Hektoen International

A Journal of Medical Humanities

A man with a psychotic disorder by Diego Velazquez

Fernando Forcén
Chicago, Illinois, United States

Jester named Don Juan de Austria by Diego Velazquez
El Prado Museum, Madrid
Source: wikimedia commons

During the modern era, kings employed jesters for the entertainment of monarchs and their guests. These jesters were often people with mental illnesses or congenital metabolic diseases. They were payed for their services and often lived in the royal household. There, they amused the royal family and other members such as the retinue, the camarilla, or the bodyguards by juggling or telling bawdy jokes.

Culturally, the popularity of jesters has been explained as a symbolic charge derived from the contrast between ridiculous or malformed individuals, reinforcing the relative perfection of the members of the royal household and other noblemen. Many of these jesters were taken care of by the aristocracy living in court and were often painted by the most prestigious painters working in the court.1

Diego Velázquez became the official court painter during the reign of Philip IV. The painter of Las Meninas had a unique talent to capture in his portrayals the essence of a person’s humanity. Among many other projects Velazquez was commissioned to paint the jesters living in court. The realistic depictions of these jesters hint at some of their possible medical problems. For instance, Don Nicolasito Pertusato, who appears in Las Meninas, likely had a growth hormone deficiency; Don Juan de Calabazas’ depiction suggests a congenital intellectual disability.2, 3, 4

Of particular interest is Velázquez’s portrayal of the rogue named Don Juan de Austria. The latter worked in Philip IV’s court between 1624 and 1654. We do not have many details of his personal biography. He probably got his name from the bastard son of Emperor Charles V, Don Juan de Austria, a half-brother of Philip II.1, 2 The Emperor’s bastard son distinguished himself as a military man in the famous battle of Lepanto in 1571 against the Turks. Despite dying at a young age, he became well known for decades, and the jester got his name from him. As such, Velazquez depicted the jester with a cloak and black doublet (it is known that Don Juan had a similar dress), surrounded by abandoned helmets, armor, and weapons, and with a fragment of a battle-scene of Lepanto in the background.5 The satirical representation of the sloppy man suggests his status as jester, and he most likely had the grandiose delusion of being the prestigious Don Juan de Austria. His entertaining job probably consisted of sharing his delusions with the members of the court, which secured him a good salary. In the realistic portrait, the jester appears messy and careless. In today’s nomenclature, his delusional thinking and self-neglect would suggest a diagnosis of schizophrenia.

## Activity list:
• 1. Answer from the Velázquez article:
(a) Between which years did the jester Don Juan de Austria work in Philip IV's court?
(b) Which jester in Las Meninas likely had a growth hormone deficiency?
(c) In what two ways did jesters amuse the royal family and others in the household?
• 2. In the Velázquez article, why did the painter show the jester among helmets, armor, and weapons, with part of a Lepanto battle scene behind him?
Answer using only the Velázquez article, with no outside knowledge.

## Given information:

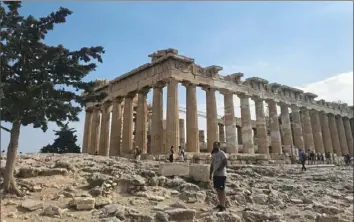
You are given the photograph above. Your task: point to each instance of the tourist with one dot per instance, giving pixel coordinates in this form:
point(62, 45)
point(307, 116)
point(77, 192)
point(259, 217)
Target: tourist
point(302, 156)
point(181, 153)
point(312, 157)
point(322, 158)
point(171, 155)
point(328, 157)
point(137, 153)
point(218, 173)
point(347, 159)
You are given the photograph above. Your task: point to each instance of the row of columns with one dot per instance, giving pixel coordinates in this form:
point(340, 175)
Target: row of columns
point(308, 130)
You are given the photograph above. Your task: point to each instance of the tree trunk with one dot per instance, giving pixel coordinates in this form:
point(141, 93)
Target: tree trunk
point(9, 184)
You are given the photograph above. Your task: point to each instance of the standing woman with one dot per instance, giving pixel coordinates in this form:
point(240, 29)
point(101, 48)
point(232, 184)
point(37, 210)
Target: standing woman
point(171, 155)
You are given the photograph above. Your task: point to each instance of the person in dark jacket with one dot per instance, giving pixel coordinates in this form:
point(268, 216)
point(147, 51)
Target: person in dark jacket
point(302, 156)
point(171, 155)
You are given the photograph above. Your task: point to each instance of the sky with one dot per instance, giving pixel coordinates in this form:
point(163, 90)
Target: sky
point(308, 45)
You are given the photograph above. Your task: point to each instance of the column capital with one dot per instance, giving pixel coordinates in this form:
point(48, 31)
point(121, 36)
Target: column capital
point(322, 112)
point(145, 90)
point(282, 104)
point(242, 95)
point(304, 108)
point(118, 99)
point(159, 84)
point(294, 108)
point(270, 101)
point(97, 107)
point(106, 104)
point(256, 98)
point(131, 94)
point(225, 92)
point(207, 87)
point(171, 80)
point(186, 84)
point(89, 109)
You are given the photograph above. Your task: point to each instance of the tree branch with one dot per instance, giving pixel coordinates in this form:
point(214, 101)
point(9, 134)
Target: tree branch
point(4, 128)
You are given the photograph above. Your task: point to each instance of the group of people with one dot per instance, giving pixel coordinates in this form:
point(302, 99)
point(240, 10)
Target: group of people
point(180, 153)
point(314, 158)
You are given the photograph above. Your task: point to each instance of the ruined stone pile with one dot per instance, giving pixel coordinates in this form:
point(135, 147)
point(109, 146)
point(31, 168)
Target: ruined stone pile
point(79, 187)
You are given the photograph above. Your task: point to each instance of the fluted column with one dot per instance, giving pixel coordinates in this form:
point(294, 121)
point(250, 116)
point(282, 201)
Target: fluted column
point(104, 132)
point(172, 117)
point(192, 118)
point(221, 132)
point(274, 127)
point(95, 130)
point(334, 134)
point(326, 135)
point(230, 122)
point(212, 118)
point(316, 131)
point(141, 120)
point(307, 130)
point(286, 128)
point(116, 127)
point(348, 134)
point(157, 120)
point(87, 130)
point(248, 146)
point(182, 134)
point(342, 137)
point(262, 135)
point(201, 136)
point(127, 141)
point(297, 128)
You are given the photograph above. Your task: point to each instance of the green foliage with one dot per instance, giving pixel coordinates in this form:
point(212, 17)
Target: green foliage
point(64, 143)
point(41, 83)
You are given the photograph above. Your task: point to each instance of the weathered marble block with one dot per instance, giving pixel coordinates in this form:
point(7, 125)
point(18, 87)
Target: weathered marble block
point(174, 169)
point(199, 172)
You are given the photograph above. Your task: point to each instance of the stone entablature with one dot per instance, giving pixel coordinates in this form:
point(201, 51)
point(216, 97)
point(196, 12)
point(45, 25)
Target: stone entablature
point(303, 129)
point(182, 68)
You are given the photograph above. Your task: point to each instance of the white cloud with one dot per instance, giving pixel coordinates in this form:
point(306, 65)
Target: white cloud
point(338, 87)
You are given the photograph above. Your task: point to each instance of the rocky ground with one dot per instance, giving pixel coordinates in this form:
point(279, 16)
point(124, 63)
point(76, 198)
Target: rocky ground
point(79, 187)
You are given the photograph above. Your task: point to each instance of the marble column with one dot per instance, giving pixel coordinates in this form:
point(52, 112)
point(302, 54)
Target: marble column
point(141, 120)
point(201, 136)
point(230, 122)
point(286, 128)
point(248, 146)
point(262, 135)
point(297, 128)
point(342, 137)
point(172, 117)
point(95, 130)
point(307, 130)
point(274, 127)
point(221, 132)
point(116, 127)
point(87, 130)
point(157, 120)
point(334, 134)
point(192, 118)
point(127, 141)
point(239, 135)
point(182, 134)
point(326, 135)
point(104, 132)
point(348, 135)
point(212, 118)
point(316, 131)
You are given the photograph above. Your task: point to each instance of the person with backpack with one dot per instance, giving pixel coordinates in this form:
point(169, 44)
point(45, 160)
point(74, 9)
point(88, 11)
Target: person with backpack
point(302, 156)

## Expected responses:
• 1.
(a) 1624 and 1654.
(b) Don Nicolasito Pertusato.
(c) By juggling or telling bawdy jokes.

• 2. The jester got his name from Don Juan de Austria, the bastard son of Emperor Charles V, who distinguished himself as a military man at the battle of Lepanto in 1571. So Velázquez painted the jester in a cloak and black doublet like Don Juan's, among abandoned helmets, armor, and weapons, with part of a Lepanto battle scene in the background.